Re: [PATCH 02/10] io_uring: get rid of remap_pfn_range() for mapping rings/sqes

[Date Prev][Date Next][Thread Prev][Thread Next][Date Index][Thread Index]

 



On 3/28/24 8:08 AM, Johannes Weiner wrote:
> On Wed, Mar 27, 2024 at 01:13:37PM -0600, Jens Axboe wrote:
>> Rather than use remap_pfn_range() for this and manually free later,
>> switch to using vm_insert_pages() and have it Just Work.
>>
>> If possible, allocate a single compound page that covers the range that
>> is needed. If that works, then we can just use page_address() on that
>> page. If we fail to get a compound page, allocate single pages and use
>> vmap() to map them into the kernel virtual address space.
>>
>> This just covers the rings/sqes, the other remaining user of the mmap
>> remap_pfn_range() user will be converted separately. Once that is done,
>> we can kill the old alloc/free code.
>>
>> Signed-off-by: Jens Axboe <axboe@xxxxxxxxx>
> 
> Overall this looks good to me.
> 
> Two comments below:
> 
>> @@ -2601,6 +2601,27 @@ static int io_cqring_wait(struct io_ring_ctx *ctx, int min_events,
>>  	return READ_ONCE(rings->cq.head) == READ_ONCE(rings->cq.tail) ? ret : 0;
>>  }
>>  
>> +static void io_pages_unmap(void *ptr, struct page ***pages,
>> +			   unsigned short *npages)
>> +{
>> +	bool do_vunmap = false;
>> +
>> +	if (*npages) {
>> +		struct page **to_free = *pages;
>> +		int i;
>> +
>> +		/* only did vmap for non-compound and multiple pages */
>> +		do_vunmap = !PageCompound(to_free[0]) && *npages > 1;
>> +		for (i = 0; i < *npages; i++)
>> +			put_page(to_free[i]);
>> +	}
>> +	if (do_vunmap)
>> +		vunmap(ptr);
>> +	kvfree(*pages);
>> +	*pages = NULL;
>> +	*npages = 0;
>> +}
>> +
>>  void io_mem_free(void *ptr)

# [Supplied information]
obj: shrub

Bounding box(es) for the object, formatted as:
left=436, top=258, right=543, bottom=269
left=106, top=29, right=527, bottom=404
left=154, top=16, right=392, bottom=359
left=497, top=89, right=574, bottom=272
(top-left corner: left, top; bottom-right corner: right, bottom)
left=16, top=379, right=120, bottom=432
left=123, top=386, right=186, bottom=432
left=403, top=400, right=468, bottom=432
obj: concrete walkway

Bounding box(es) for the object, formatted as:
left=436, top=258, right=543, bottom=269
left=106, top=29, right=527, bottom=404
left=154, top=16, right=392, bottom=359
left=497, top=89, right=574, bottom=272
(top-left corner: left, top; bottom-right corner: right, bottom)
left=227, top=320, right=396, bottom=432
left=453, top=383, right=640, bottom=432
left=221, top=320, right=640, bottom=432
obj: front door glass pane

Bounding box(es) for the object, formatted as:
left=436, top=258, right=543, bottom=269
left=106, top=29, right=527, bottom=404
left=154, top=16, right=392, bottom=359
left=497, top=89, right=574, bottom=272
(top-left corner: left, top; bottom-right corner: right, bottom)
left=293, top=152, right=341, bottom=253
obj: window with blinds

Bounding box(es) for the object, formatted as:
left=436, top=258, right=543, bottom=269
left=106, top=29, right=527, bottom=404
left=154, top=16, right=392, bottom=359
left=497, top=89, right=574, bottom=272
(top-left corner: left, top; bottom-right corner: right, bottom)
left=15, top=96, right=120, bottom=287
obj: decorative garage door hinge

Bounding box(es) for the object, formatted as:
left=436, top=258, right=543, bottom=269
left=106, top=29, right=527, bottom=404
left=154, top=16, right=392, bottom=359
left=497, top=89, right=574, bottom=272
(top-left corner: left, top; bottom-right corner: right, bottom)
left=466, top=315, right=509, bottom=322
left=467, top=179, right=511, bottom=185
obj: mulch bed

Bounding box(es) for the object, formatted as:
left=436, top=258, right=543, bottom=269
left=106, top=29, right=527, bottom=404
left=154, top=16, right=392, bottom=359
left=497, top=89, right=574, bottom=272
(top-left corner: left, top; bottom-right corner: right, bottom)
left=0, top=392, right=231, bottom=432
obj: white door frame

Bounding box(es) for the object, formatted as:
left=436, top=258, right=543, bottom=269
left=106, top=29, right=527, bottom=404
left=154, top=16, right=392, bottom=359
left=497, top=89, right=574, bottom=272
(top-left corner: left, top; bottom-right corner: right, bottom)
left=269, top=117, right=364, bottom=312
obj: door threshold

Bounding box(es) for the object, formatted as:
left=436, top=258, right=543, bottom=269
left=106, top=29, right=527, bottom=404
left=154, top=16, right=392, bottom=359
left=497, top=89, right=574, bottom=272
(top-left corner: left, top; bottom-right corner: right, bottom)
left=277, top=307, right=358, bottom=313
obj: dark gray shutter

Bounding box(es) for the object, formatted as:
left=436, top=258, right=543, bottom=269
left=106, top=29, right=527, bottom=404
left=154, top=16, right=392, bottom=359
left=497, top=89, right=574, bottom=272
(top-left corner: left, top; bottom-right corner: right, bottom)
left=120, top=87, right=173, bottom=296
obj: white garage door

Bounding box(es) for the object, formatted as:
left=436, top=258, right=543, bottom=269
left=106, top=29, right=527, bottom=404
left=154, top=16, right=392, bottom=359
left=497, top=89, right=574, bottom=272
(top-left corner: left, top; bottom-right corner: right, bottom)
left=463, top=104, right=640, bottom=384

# [Short task]
According to the patch reply, what does the patch do if it fails to get a compound page? The records have no connection to the patch reply.

# [Exercise response]
It allocates single pages and uses vmap() to map them into the kernel virtual address space.